*Source document*

* * * * *

SKIN DESIGN PROCESS
This invention relates to a method of designing a virtual model for the manufacture of a complex blended, layered body structure, and in particular, but not exclusively, to a method of designing and manufacturing an airframe structure.
An aircraft design is dictated by the internal load-bearing structure of the airframe, the enclosure of that structure to suit aerodynamic requirements, and the necessary provision, between the two, of an optimum stress flow path to reduce stress concentration and to achieve the transfer of load between the internal structure and the aerodynamic surface. The structure is therefore required to be thicker in areas of loading and thinner wherever possible to minimise weight, with ramps between thicker and thinner regions to better accommodate stress.
Modern aircraft are assembled with tight build tolerances to satisfy aerodynamic criteria. Significant care must therefore be taken in the modelling processes during the design of aircraft and in the machining processes during the manufacture of aircraft. The stack-up of tolerances within the assembly needs to be managed and variation in the thickness of composite skin panels taken into account. The problem of manufacturing the outer profile of the aircraft according to the design is exacerbated when aircraft skin panels are manufactured as carbon fibre composite (CFC) parts, with the associated deformation problems due to curing and spring-back, and frames and spars of the substructure assembly are manufactured out of metal. CFC parts are manufactured by laying carbon fibre onto a mould tool.
Depending on the complexity of the mould tool, fibres can be lain in unidirectional bundles using a fibre-placement machine, in uni-directional tapes using a tape-laying machine, or in interlaced cloths by hand. The bundles, tapes and/or cloths are often pre-pregnated with thermo-setting resin. Plies are formed by laying fibres at certain angles (often multiples of 45°) within specified zone boundaries. Repeated layering results in a composite panel with ply
zones of constant thickness and drop slopes of variable thickness. Each ply zone contains interlaced plies each having a constant thickness, typically 0.15mm. The mould tool containing the layered plies is then placed into an autoclave for hot curing which melts the resin, and bonds adjacent plies. The composite part, however, tends to deform due to residual stresses as it cools down when removed from the mould tool. The mould tool may therefore be biased to allow for this so that the panel springs back into the correct shape. CFC spring-back is a complex non-linear phenomenon which makes accurate prediction difficult without physical testing. An iterative process is used, comprising modelling the shaped skin, manufacturing a part and reviewing the part design. The spring-back can then be predicted through the measurement of a discrete array of surface points. Biased mould tools are designed and parts manufactured until the desired shape is achieved.
Additional elements that can be machined to allow for expected variations in panel thickness and substructure assembly positioning can be introduced between the substructure assembly and the composite skin panel.
This enables the complete assembly Outer Mould Line (OML), i.e. the outer shape of the aircraft, to be maintained within the required tolerance. Typically, sacrificial plies are applied to the inner surface of the composite skin panel and a shim to the substructure assembly. The design process then requires the definition of a series of related Inner Mould Line (IML) surfaces defining the shapes of components and assemblies, for use in part and tooling models, and machining operations.

* * * * *

(Segmentation mask data)

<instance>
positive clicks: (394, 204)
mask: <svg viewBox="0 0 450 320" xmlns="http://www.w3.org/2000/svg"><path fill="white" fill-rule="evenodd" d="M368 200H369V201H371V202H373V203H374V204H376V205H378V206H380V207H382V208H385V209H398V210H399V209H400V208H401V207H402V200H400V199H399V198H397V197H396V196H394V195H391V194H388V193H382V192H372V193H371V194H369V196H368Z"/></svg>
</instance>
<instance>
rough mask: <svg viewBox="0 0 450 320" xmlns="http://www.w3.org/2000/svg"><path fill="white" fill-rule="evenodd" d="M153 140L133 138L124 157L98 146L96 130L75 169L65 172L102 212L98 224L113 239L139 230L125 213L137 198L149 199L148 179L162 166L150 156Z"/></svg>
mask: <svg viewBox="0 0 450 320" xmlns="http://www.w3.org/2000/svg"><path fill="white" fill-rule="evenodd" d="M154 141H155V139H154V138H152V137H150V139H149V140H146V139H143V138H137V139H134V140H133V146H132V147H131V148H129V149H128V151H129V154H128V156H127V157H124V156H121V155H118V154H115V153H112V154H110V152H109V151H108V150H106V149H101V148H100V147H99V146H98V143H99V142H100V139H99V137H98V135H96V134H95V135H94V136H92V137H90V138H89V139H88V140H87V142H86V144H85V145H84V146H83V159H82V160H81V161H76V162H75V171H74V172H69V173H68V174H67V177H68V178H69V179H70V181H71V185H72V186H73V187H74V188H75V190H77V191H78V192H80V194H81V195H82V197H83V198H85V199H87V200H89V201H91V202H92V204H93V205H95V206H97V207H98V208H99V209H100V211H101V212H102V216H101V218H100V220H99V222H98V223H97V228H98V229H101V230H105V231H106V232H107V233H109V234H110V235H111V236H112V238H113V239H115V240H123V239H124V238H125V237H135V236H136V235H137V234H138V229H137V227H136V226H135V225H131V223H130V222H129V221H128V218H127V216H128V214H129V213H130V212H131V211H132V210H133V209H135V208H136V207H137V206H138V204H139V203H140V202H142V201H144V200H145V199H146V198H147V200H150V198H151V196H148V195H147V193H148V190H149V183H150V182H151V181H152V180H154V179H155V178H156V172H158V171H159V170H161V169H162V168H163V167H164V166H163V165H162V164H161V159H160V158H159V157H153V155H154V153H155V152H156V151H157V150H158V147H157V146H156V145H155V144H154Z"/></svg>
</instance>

* * * * *

*Exercise goal*
According to the skin design text, what is the typical thickness of each ply within a ply zone? The records are separate material with no connection to the skin design text.

*Task response*
Typically 0.15mm.